# Signal Bridge 975 by Model Power



## T-Man (May 16, 2008)

This is a recent upgrade I worked on, The single lights didn't please the owner so I converted it to two LEDs. This is the finished product.


----------



## T-Man (May 16, 2008)

For starters I painted the bases a darker grey and painted the ladder a flat black.


----------



## T-Man (May 16, 2008)

*Lights!*

This is a glimpse of the lights comparison. The kit comes with two green and two red light signals at 24 volts. The kit was bought at the Wilmington show at a discount because it had no hoods for the bulbs. That was when I agreed on the LED upgrade. 












Technical stuff: The wiring is eight strand phone wire, perfect for the application of eight LEDs connected in pairs. I used 10mm Dome LEDs a bit oversized from the original but more showy. The plan is to use it with an IR 153 Lionel detector.

The base is quarter plywood with a cap to a water jug painted black. The holes are quarter inch but slightly enlarged to hold the LED in place. (where was a 10mm drill when you need it).










I used a 4/32 by 5/8 screw to hold it in place. The bridge frame had a hole so I just epoxied the screw in.










The plywood was trimmed to fit

Every step of soldering had an operational test.










The phone wire was kept sleeved to run it down the side of the bridge.
A hole was drilled into the base for the wire.


----------



## rkenney (Aug 10, 2013)

Looks good! Very nicely done.

Now, what will the signals be switched with?


----------



## T-Man (May 16, 2008)

They will run on two 153 IR detectors. It is designed to run on 12 volts ac . opposing red/green LEDs are wired pos to neg with 1k on the green pos and 470 on the red pos side. With the 153 IR one set of lights will be on and the other off( for one lane).


----------



## T-Man (May 16, 2008)

*Wiring*

I recently uploaded tiny cad and drew out the wiring diagram I used .


----------

• _Stated exercise 1_
Copy out the full signal bridge thread without changing anything.

• _Entries for labeling object positions_
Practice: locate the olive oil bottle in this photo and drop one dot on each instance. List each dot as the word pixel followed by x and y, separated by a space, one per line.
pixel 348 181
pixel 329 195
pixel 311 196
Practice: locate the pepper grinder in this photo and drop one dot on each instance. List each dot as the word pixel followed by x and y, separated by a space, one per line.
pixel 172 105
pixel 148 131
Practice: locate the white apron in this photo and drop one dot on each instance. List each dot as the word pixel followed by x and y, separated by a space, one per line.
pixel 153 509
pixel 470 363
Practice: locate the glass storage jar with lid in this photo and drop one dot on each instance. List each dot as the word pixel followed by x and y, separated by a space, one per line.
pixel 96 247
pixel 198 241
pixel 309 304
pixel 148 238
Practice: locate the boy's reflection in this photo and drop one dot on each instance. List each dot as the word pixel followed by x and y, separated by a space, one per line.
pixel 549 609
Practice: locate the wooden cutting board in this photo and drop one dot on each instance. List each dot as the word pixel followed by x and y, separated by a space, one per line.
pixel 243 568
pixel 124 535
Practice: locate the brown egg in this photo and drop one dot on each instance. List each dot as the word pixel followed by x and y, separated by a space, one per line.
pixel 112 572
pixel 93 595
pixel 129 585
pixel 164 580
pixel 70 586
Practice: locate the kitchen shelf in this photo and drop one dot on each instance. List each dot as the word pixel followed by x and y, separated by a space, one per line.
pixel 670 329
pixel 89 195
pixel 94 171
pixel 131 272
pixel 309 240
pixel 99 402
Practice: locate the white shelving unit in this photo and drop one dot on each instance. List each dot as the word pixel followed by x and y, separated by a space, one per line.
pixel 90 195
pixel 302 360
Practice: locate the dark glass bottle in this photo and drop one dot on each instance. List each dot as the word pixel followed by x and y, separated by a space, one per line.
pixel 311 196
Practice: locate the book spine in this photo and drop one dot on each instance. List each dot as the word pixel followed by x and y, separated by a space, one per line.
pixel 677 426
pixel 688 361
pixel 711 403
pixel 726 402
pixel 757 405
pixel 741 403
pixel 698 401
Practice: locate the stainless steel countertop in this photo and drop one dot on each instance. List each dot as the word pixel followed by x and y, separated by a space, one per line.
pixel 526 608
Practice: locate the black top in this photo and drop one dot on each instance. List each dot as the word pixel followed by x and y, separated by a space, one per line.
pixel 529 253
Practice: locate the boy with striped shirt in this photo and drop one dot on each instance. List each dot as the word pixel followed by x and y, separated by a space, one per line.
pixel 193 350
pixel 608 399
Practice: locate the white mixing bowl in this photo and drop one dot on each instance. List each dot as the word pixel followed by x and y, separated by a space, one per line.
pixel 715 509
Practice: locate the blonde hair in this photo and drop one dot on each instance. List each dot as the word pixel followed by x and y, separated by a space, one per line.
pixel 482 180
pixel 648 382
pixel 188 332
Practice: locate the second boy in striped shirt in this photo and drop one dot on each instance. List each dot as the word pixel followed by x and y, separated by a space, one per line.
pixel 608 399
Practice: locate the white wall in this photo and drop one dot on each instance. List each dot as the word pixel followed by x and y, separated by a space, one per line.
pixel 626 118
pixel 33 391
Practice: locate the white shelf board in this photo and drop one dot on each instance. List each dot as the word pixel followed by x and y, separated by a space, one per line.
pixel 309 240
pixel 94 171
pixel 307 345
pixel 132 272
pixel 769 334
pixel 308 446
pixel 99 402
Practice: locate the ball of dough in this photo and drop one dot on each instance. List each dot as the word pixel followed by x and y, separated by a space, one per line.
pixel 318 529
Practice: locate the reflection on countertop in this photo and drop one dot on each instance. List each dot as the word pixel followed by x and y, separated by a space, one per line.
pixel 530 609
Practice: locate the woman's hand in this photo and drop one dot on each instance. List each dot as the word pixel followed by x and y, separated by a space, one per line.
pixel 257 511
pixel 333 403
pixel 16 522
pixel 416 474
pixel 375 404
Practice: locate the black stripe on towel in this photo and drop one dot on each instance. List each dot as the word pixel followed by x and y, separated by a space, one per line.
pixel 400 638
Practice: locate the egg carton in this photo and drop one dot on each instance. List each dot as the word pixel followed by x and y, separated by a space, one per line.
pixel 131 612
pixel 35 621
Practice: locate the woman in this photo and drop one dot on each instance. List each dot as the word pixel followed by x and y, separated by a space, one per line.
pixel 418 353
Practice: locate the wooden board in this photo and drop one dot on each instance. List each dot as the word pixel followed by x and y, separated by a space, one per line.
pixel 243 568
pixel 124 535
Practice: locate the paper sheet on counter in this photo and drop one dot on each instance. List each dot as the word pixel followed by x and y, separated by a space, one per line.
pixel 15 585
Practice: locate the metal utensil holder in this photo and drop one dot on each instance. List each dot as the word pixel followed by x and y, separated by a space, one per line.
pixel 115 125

• _Stated exercise 2_
Take the records from the line that contains "Practice: locate the black stripe" through their last line, and give only those lines again with "dot" renamed to "marker" and everything else unchanged.

• _Answer 1_
# Signal Bridge 975 by Model Power



## T-Man (May 16, 2008)

This is a recent upgrade I worked on, The single lights didn't please the owner so I converted it to two LEDs. This is the finished product.


----------



## T-Man (May 16, 2008)

For starters I painted the bases a darker grey and painted the ladder a flat black.


----------



## T-Man (May 16, 2008)

*Lights!*

This is a glimpse of the lights comparison. The kit comes with two green and two red light signals at 24 volts. The kit was bought at the Wilmington show at a discount because it had no hoods for the bulbs. That was when I agreed on the LED upgrade. 












Technical stuff: The wiring is eight strand phone wire, perfect for the application of eight LEDs connected in pairs. I used 10mm Dome LEDs a bit oversized from the original but more showy. The plan is to use it with an IR 153 Lionel detector.

The base is quarter plywood with a cap to a water jug painted black. The holes are quarter inch but slightly enlarged to hold the LED in place. (where was a 10mm drill when you need it).










I used a 4/32 by 5/8 screw to hold it in place. The bridge frame had a hole so I just epoxied the screw in.










The plywood was trimmed to fit

Every step of soldering had an operational test.










The phone wire was kept sleeved to run it down the side of the bridge.
A hole was drilled into the base for the wire.


----------



## rkenney (Aug 10, 2013)

Looks good! Very nicely done.

Now, what will the signals be switched with?


----------



## T-Man (May 16, 2008)

They will run on two 153 IR detectors. It is designed to run on 12 volts ac . opposing red/green LEDs are wired pos to neg with 1k on the green pos and 470 on the red pos side. With the 153 IR one set of lights will be on and the other off( for one lane).


----------



## T-Man (May 16, 2008)

*Wiring*

I recently uploaded tiny cad and drew out the wiring diagram I used .


----------

• _Answer 2_
Practice: locate the black stripe on towel in this photo and drop one marker on each instance. List each marker as the word pixel followed by x and y, separated by a space, one per line.
pixel 400 638
Practice: locate the egg carton in this photo and drop one marker on each instance. List each marker as the word pixel followed by x and y, separated by a space, one per line.
pixel 131 612
pixel 35 621
Practice: locate the woman in this photo and drop one marker on each instance. List each marker as the word pixel followed by x and y, separated by a space, one per line.
pixel 418 353
Practice: locate the wooden board in this photo and drop one marker on each instance. List each marker as the word pixel followed by x and y, separated by a space, one per line.
pixel 243 568
pixel 124 535
Practice: locate the paper sheet on counter in this photo and drop one marker on each instance. List each marker as the word pixel followed by x and y, separated by a space, one per line.
pixel 15 585
Practice: locate the metal utensil holder in this photo and drop one marker on each instance. List each marker as the word pixel followed by x and y, separated by a space, one per line.
pixel 115 125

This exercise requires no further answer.